> [Record extracts]
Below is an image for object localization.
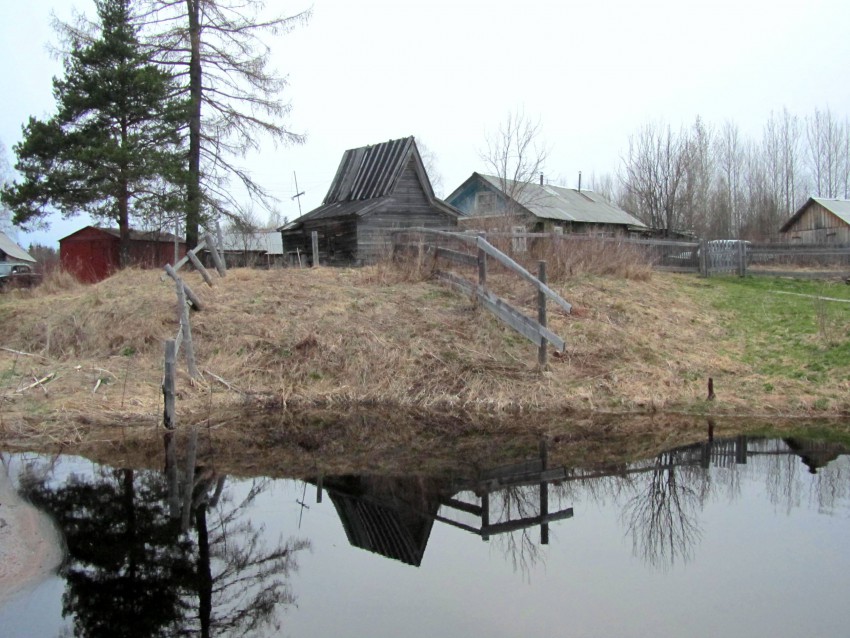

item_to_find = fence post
[162,339,177,430]
[699,239,710,277]
[738,241,747,277]
[310,230,319,267]
[537,260,547,370]
[511,226,528,254]
[215,220,227,270]
[177,280,201,379]
[205,233,227,277]
[475,232,487,288]
[186,250,213,288]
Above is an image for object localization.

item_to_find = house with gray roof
[446,173,647,234]
[779,197,850,244]
[279,137,460,265]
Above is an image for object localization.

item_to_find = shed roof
[59,226,185,243]
[447,173,646,228]
[779,197,850,233]
[0,232,35,264]
[278,135,460,232]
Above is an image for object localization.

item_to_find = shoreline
[0,464,62,605]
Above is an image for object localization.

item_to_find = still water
[0,437,850,638]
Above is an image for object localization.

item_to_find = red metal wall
[59,226,186,283]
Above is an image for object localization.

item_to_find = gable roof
[446,173,646,228]
[278,135,460,231]
[779,197,850,233]
[0,232,35,264]
[59,226,185,243]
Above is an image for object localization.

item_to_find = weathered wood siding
[357,159,457,264]
[785,202,850,244]
[283,215,357,266]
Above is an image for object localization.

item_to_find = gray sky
[0,0,850,246]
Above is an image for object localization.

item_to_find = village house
[59,226,186,283]
[779,197,850,244]
[446,173,647,235]
[279,137,460,265]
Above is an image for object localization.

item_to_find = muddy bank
[0,465,62,604]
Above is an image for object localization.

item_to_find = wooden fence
[393,228,572,367]
[434,227,850,278]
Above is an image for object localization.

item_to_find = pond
[0,436,850,638]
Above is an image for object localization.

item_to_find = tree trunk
[186,0,203,250]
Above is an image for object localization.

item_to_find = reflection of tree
[21,436,308,636]
[622,453,709,567]
[22,468,192,636]
[490,485,541,575]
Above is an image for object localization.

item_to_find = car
[0,262,41,291]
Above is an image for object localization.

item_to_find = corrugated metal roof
[779,197,850,233]
[480,175,646,228]
[322,136,414,204]
[0,232,35,264]
[221,230,283,255]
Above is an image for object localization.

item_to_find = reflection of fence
[393,228,572,366]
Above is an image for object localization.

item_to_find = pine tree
[0,0,187,265]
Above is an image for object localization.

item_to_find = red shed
[59,226,186,283]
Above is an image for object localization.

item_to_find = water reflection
[20,433,309,637]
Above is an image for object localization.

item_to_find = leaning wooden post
[537,260,546,370]
[162,339,177,430]
[475,233,487,289]
[311,230,319,267]
[205,233,227,277]
[186,250,213,288]
[176,280,201,379]
[215,221,227,270]
[738,241,747,277]
[165,264,202,310]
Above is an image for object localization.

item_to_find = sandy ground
[0,465,62,605]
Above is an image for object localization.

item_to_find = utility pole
[292,171,304,217]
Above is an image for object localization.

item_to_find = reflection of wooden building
[317,447,573,567]
[324,476,440,567]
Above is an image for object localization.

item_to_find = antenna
[292,171,304,217]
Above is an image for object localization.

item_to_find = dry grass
[0,256,839,446]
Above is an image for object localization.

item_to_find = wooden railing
[393,228,572,367]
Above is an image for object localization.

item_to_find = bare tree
[481,110,548,215]
[623,123,692,232]
[806,108,850,197]
[140,0,310,246]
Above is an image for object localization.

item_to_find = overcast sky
[0,0,850,246]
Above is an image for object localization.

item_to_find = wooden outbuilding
[446,173,648,235]
[59,226,186,283]
[779,197,850,244]
[279,137,460,265]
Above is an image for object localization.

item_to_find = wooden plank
[204,233,227,277]
[172,240,207,272]
[165,264,202,310]
[162,339,177,430]
[186,250,213,288]
[481,507,573,536]
[476,237,572,313]
[436,271,566,352]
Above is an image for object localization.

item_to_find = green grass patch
[694,277,850,384]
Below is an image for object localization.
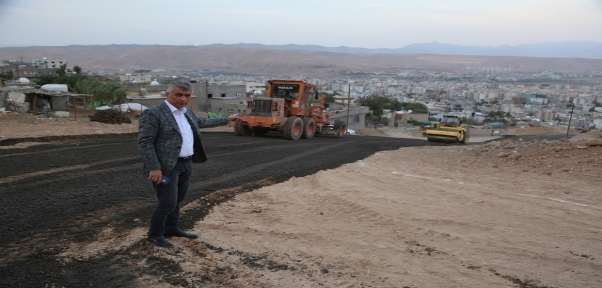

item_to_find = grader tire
[301,118,316,139]
[282,116,303,140]
[334,120,347,138]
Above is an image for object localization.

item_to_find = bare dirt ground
[0,114,602,288]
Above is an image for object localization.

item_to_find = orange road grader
[234,80,347,140]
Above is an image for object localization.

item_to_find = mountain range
[0,42,602,78]
[225,41,602,59]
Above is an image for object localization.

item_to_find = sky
[0,0,602,48]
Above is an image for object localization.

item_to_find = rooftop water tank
[40,84,69,92]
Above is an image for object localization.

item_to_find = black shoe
[163,227,199,239]
[147,236,173,248]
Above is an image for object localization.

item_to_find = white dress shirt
[165,101,194,157]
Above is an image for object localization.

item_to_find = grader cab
[423,115,470,144]
[234,80,347,140]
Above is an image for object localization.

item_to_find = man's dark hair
[166,80,192,92]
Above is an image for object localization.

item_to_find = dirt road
[0,113,602,288]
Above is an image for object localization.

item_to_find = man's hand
[228,113,240,121]
[148,169,163,184]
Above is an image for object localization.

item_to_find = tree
[385,99,402,111]
[56,63,67,76]
[400,102,429,114]
[359,94,389,118]
[485,111,508,124]
[322,92,339,103]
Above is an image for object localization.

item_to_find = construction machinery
[423,115,470,144]
[234,80,347,140]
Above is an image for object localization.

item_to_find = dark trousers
[148,160,192,237]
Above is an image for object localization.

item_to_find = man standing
[138,80,240,247]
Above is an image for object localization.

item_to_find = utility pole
[345,83,351,134]
[565,101,575,139]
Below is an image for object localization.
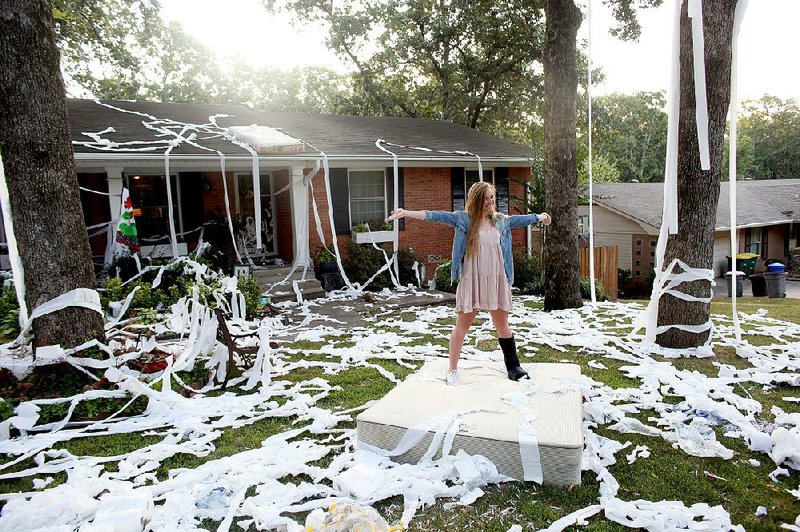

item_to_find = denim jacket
[425,211,539,285]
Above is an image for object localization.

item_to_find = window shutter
[330,168,350,235]
[386,166,406,231]
[494,167,511,214]
[450,166,466,211]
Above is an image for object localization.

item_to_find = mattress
[356,359,583,486]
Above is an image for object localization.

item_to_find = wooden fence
[578,246,618,300]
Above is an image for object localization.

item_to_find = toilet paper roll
[746,431,772,453]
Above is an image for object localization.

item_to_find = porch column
[105,166,124,264]
[289,166,311,267]
[106,166,122,216]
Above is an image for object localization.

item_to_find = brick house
[578,179,800,282]
[1,99,531,278]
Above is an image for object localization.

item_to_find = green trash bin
[728,253,758,277]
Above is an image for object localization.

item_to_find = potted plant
[351,220,394,244]
[317,248,339,274]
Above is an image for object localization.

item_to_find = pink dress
[456,225,511,312]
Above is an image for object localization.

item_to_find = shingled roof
[67,99,532,162]
[593,179,800,231]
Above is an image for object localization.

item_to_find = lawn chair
[214,308,258,390]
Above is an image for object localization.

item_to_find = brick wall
[202,172,236,220]
[78,173,112,256]
[308,164,530,279]
[508,168,531,251]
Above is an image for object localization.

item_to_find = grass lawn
[0,298,800,531]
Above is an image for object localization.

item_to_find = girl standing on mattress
[386,182,552,386]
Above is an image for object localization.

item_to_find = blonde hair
[464,181,498,258]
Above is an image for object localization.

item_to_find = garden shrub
[100,263,261,322]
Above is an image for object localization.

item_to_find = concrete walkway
[278,290,456,338]
[714,277,800,299]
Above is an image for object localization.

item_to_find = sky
[161,0,800,100]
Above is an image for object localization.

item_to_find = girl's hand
[386,209,406,222]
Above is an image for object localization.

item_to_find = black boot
[497,336,530,381]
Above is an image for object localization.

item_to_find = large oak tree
[656,0,737,348]
[0,0,103,347]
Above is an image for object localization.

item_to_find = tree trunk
[0,0,104,347]
[656,0,736,348]
[543,0,583,310]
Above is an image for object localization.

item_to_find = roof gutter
[714,218,800,231]
[75,152,532,165]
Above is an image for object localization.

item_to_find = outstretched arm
[386,209,427,222]
[386,209,463,227]
[508,212,553,229]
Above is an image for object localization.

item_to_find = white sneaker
[445,369,461,386]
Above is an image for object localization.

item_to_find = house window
[578,214,589,235]
[348,170,386,226]
[128,174,183,243]
[464,169,497,193]
[744,227,767,258]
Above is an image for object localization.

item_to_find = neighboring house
[2,99,531,278]
[578,179,800,281]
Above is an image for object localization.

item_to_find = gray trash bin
[725,272,744,297]
[764,272,787,297]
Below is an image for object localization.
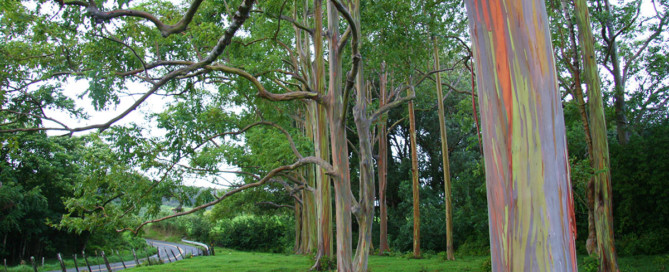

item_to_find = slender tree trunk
[409,82,420,258]
[595,0,629,144]
[293,200,302,254]
[432,37,455,260]
[314,0,332,268]
[561,0,597,254]
[353,76,374,272]
[378,62,390,255]
[327,2,353,272]
[465,0,577,271]
[574,0,618,272]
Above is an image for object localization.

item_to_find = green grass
[125,248,669,272]
[131,248,486,272]
[7,247,158,272]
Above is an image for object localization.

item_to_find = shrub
[580,255,599,272]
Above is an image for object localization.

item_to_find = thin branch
[56,0,206,37]
[0,0,255,133]
[256,201,295,209]
[122,157,335,233]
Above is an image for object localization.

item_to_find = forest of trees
[0,0,669,271]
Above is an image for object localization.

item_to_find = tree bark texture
[327,1,353,272]
[600,0,629,146]
[465,0,577,271]
[433,37,455,260]
[561,0,597,255]
[408,82,420,258]
[377,63,390,255]
[314,0,333,260]
[574,0,618,272]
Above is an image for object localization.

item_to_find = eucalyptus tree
[465,0,577,271]
[593,0,669,142]
[574,0,620,271]
[2,0,422,271]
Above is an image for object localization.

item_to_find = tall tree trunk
[561,0,597,254]
[408,82,420,258]
[293,200,302,254]
[432,37,455,260]
[574,0,618,272]
[327,1,353,272]
[378,62,390,255]
[353,77,374,272]
[465,0,577,271]
[595,0,629,143]
[314,0,332,268]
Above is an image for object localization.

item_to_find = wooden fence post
[72,253,79,272]
[95,250,102,271]
[56,252,67,272]
[132,248,139,265]
[112,249,127,269]
[81,250,93,272]
[102,250,112,272]
[30,256,37,272]
[170,248,176,262]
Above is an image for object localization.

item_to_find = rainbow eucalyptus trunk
[433,37,455,260]
[293,200,302,254]
[378,62,390,255]
[344,0,375,272]
[314,0,332,268]
[574,0,618,272]
[593,0,629,146]
[353,77,374,271]
[561,0,597,254]
[326,1,353,272]
[409,83,420,258]
[302,105,320,254]
[465,0,577,271]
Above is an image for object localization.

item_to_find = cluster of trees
[0,0,669,271]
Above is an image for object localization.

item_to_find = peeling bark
[465,0,577,271]
[574,0,621,272]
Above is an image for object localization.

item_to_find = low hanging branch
[117,157,336,234]
[56,0,206,37]
[0,0,254,134]
[256,201,295,209]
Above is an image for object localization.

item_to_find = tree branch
[122,157,335,234]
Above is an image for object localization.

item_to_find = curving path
[52,239,201,272]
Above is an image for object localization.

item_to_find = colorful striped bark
[433,37,455,260]
[465,0,577,271]
[377,62,390,255]
[327,1,353,272]
[574,0,618,272]
[313,0,333,266]
[409,83,420,258]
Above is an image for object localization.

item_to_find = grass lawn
[130,248,486,272]
[130,248,669,272]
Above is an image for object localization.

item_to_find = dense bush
[611,121,669,256]
[209,215,294,252]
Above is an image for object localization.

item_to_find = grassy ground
[126,248,669,272]
[132,248,486,272]
[7,247,157,272]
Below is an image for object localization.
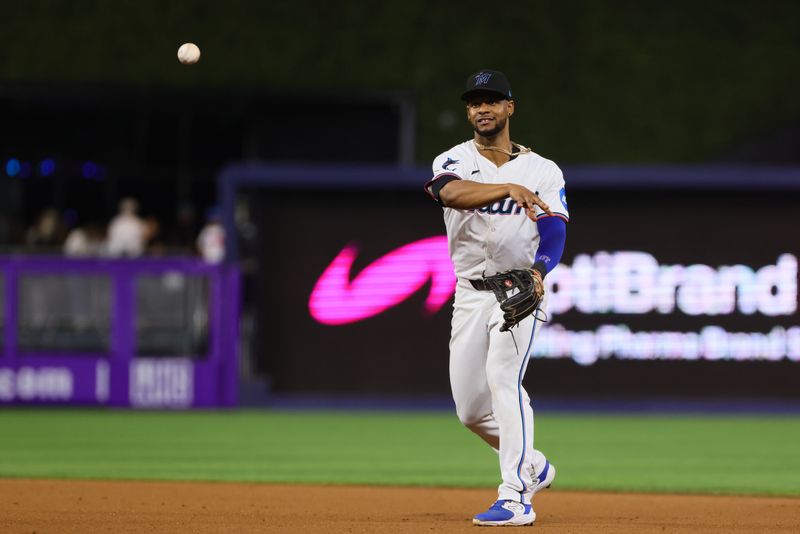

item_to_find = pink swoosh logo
[308,236,456,325]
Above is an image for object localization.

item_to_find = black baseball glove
[483,269,544,332]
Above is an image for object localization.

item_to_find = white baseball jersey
[426,141,569,279]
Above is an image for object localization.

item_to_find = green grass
[0,409,800,496]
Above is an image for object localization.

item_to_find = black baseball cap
[461,69,511,102]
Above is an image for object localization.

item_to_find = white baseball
[178,43,200,65]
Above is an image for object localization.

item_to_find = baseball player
[425,70,569,525]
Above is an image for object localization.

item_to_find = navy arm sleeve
[533,217,567,278]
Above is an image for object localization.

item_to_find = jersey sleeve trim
[425,172,461,202]
[536,211,569,222]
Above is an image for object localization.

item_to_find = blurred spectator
[197,208,225,263]
[25,208,66,251]
[108,198,149,258]
[64,223,105,258]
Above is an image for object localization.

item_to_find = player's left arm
[533,163,569,279]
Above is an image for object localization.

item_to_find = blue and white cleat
[472,500,536,527]
[531,460,556,495]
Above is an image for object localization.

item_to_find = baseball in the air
[178,43,200,65]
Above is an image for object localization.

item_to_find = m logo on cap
[475,72,492,85]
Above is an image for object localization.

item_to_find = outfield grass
[0,409,800,495]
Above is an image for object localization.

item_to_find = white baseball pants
[450,279,546,504]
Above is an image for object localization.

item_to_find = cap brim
[461,89,511,102]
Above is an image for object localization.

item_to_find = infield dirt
[0,479,800,534]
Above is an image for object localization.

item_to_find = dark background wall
[0,0,800,163]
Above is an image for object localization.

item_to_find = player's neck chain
[472,140,531,158]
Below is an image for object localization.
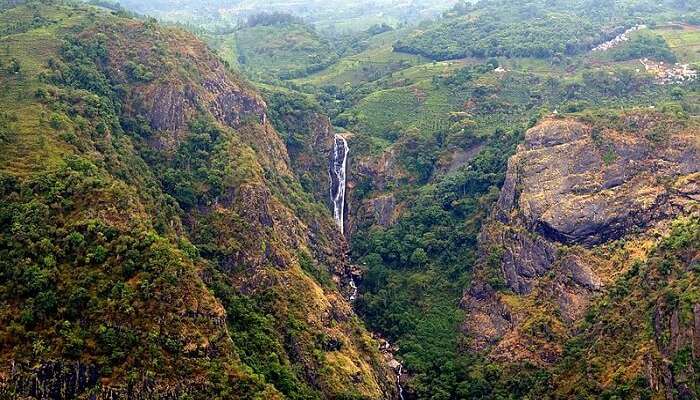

> [What you will do] Please copy out every line of the data above that contains the string "road". Case counts.

> [Task output]
item_to_find = orange road grader
item_to_find = dirt road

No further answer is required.